Standard library sort uses a user-supplied comparison function, so you can insert a comparison counter into it. The total number of comparisons for either quicksort/introsort or mergesort will be very close to log2N * N (where N is the number of elements in the vector). So that's what I'd export to a progress bar: number of comparisons / N*log2N
Since you're using mergesort, the comparison count will be a very precise measure of progress. It might be slightly non-linear if the implementation spends time permuting the vector between comparison runs, but I doubt your users will see the non-linearity (and anyway, we're all used to inaccurate non-linear progress bars :) ).
Quicksort/introsort would show more variance, depending on the nature of the data, but even in that case it's better than nothing, and you could always add a fudge factor on the basis of experience.
•••••
> _Task item A_:
From the text on tracking sort progress, repeat the passage starting with "Standard library sort" and going on through "progress bars :) ).".
> _Task item B_:
Answer these questions from the text on tracking sort progress:
(i) According to the text, the total number of comparisons for either quicksort/introsort or mergesort will be very close to what quantity?
(ii) What might make the mergesort comparison count slightly non-linear as a measure of progress?
(iii) What does the text say could be added for quicksort/introsort on the basis of experience?
The records have no connection to the text on tracking sort progress.
•••••
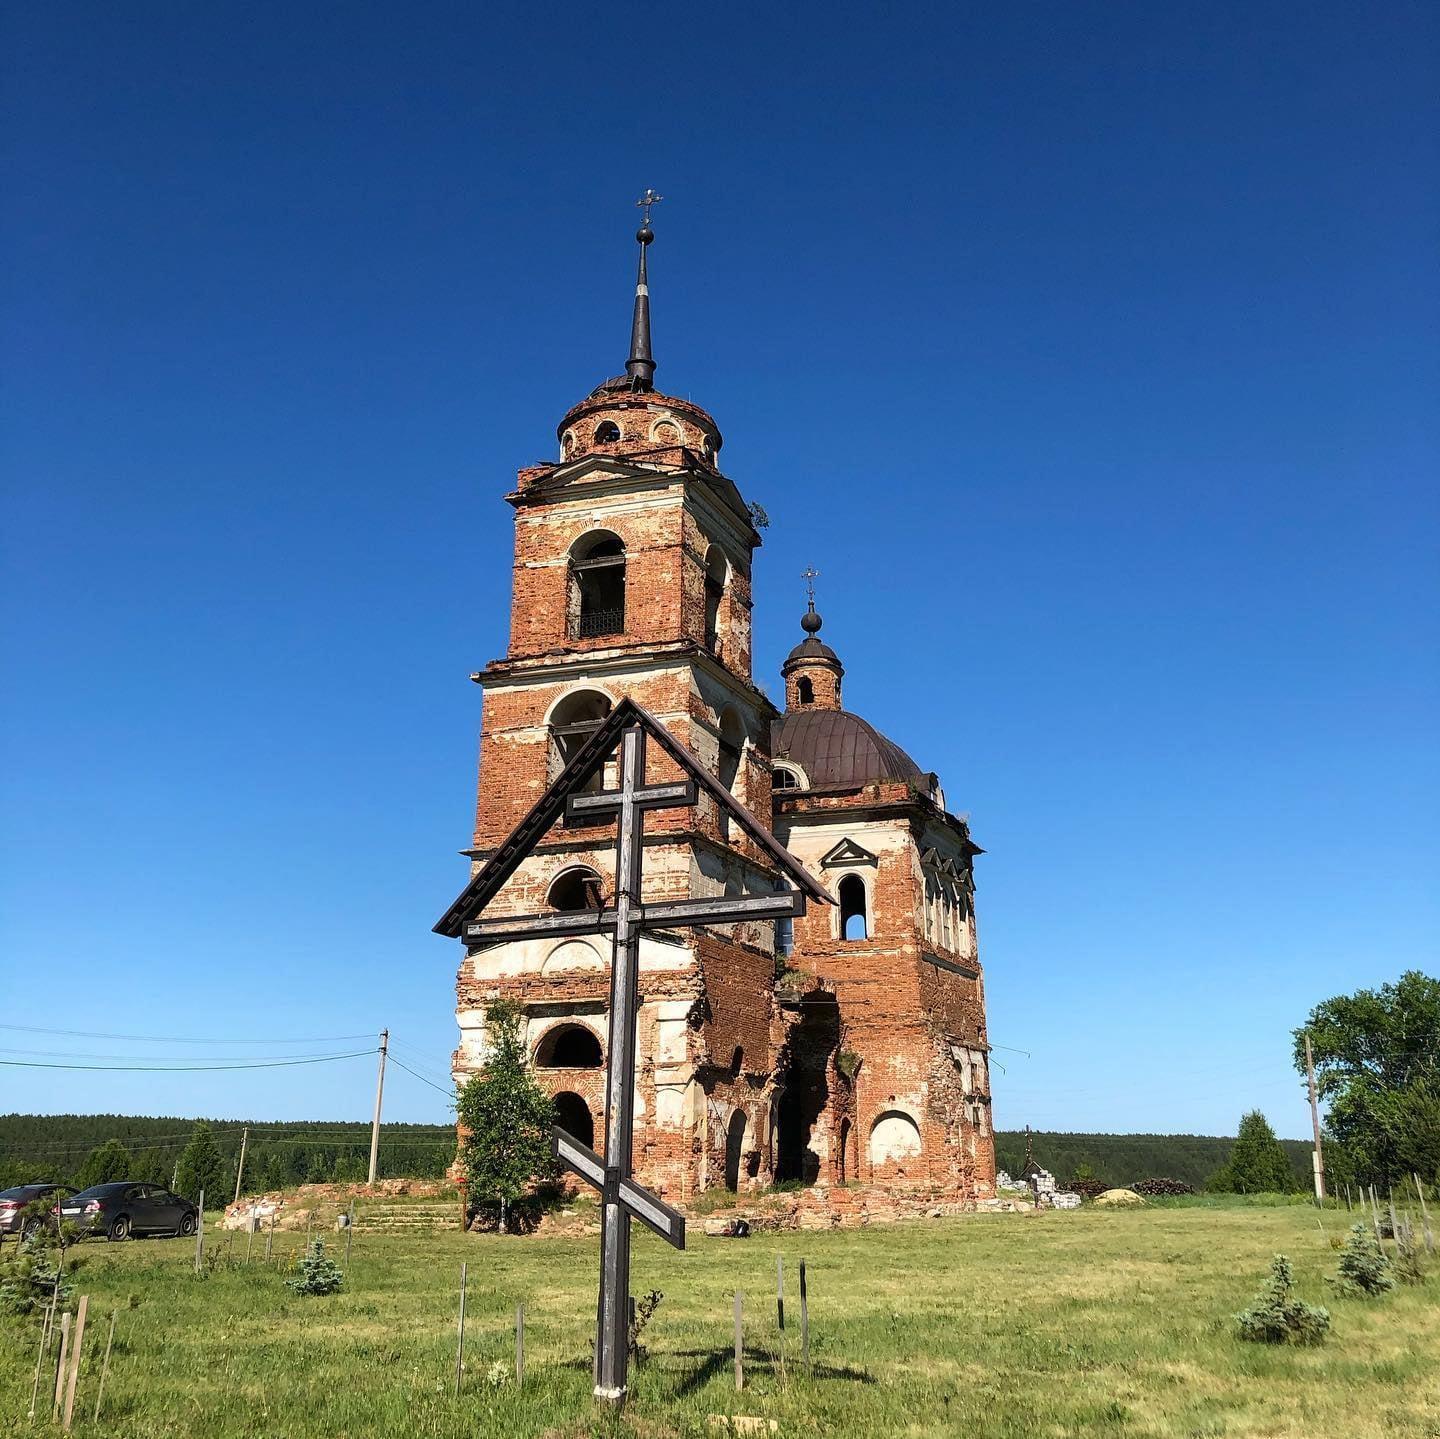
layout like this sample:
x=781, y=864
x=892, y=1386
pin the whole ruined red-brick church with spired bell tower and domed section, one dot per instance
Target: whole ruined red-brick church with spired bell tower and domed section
x=849, y=1045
•••••
> _Task response A_:
Standard library sort uses a user-supplied comparison function, so you can insert a comparison counter into it. The total number of comparisons for either quicksort/introsort or mergesort will be very close to log2N * N (where N is the number of elements in the vector). So that's what I'd export to a progress bar: number of comparisons / N*log2N
Since you're using mergesort, the comparison count will be a very precise measure of progress. It might be slightly non-linear if the implementation spends time permuting the vector between comparison runs, but I doubt your users will see the non-linearity (and anyway, we're all used to inaccurate non-linear progress bars :) ).

> _Task response B_:
(i) log2N * N, where N is the number of elements in the vector.
(ii) The implementation spending time permuting the vector between comparison runs.
(iii) A fudge factor.